Our Cul-de-sac of Dreams
I guess I’m a little fed up right now. Maybe you are too.
Right now when I hear some of our Methodist leaders I find the phrase “cul-de-sac of dreams” comes to mind. As far as I know it originates in a Mary Chapin Carpenter song “The Long Way Home” on her 2001 album “Time, Sex, Love.”
A cul-de-sac is a particularly safe kind of neighborhood. No through traffic. Easy to just keep going around in circles. Strangers enter only if they are lost.
So what makes a cul-de-sac of dreams? The moment when public image becomes more important than lived reality. We build houses of cards on cul-de-sacs of dreams when public relations become more important than the truth. And that happens most easily when we adopt the same language and ethos of promotion typical of American corporate culture.
Don’t get me wrong. I’m all in for inculturation. I wrote book about inculturation of the gospel: The Gospel among the Nations, Orbis Press 2013. And I’m all about evangelism and witnessing to the gospel in new and different cultural settings so that people can find life in Christ. And I have no problem with websites and social media. I personally manage three YouTube channels and their matching Facebook, Instagram, and Twitter accounts.
But using contemporary media is quite different from following other American institutions down the rabbit hole of their own delusions and self-destruction.
We need to say that because right now we whether United or disaffiliated, Methodists are creating the same self-serving narratives as our corporate and political analogues. And we are reaching into the same buzzword box as PR firms selling automobiles, summer fashions, pharmaceuticals, and investment strategies. We publish the narratives in our blogs while we throw those words on our own marquee. Our denomination is “vibrant,” “embracing,” “visionary,” “alive.” Our rebranded congregations are “community-minded” with a “global outlook” and “family values.” We are “passionate,” “extravagant,” “open,” and “brave.” In short we’re just like the local branch of the national bank before it closed its doors and was replaced by an ATM.

Problem: In the essay on the "cul-de-sac of dreams," list every quoted word used to describe "Our denomination."

Dataset section:
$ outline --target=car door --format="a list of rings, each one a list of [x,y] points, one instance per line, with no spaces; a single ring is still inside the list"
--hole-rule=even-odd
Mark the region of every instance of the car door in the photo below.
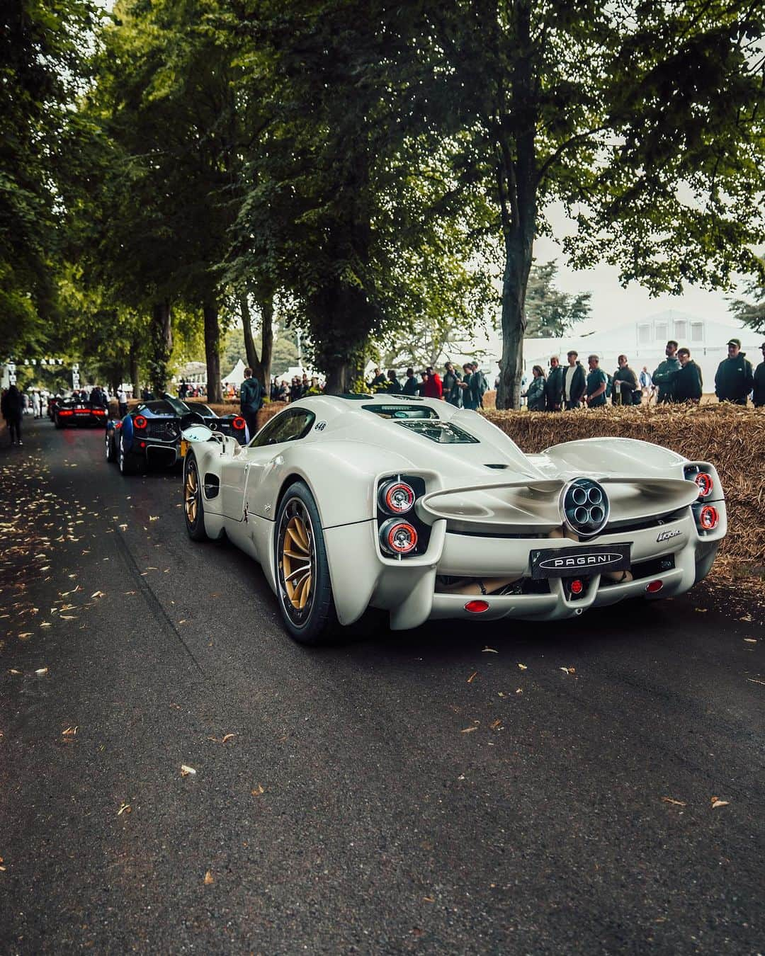
[[[247,449],[248,475],[246,501],[251,514],[273,520],[273,504],[267,490],[267,478],[277,467],[279,452],[289,442],[308,435],[316,421],[310,408],[287,408],[255,435]]]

Answer space: vibrant, embracing, visionary, alive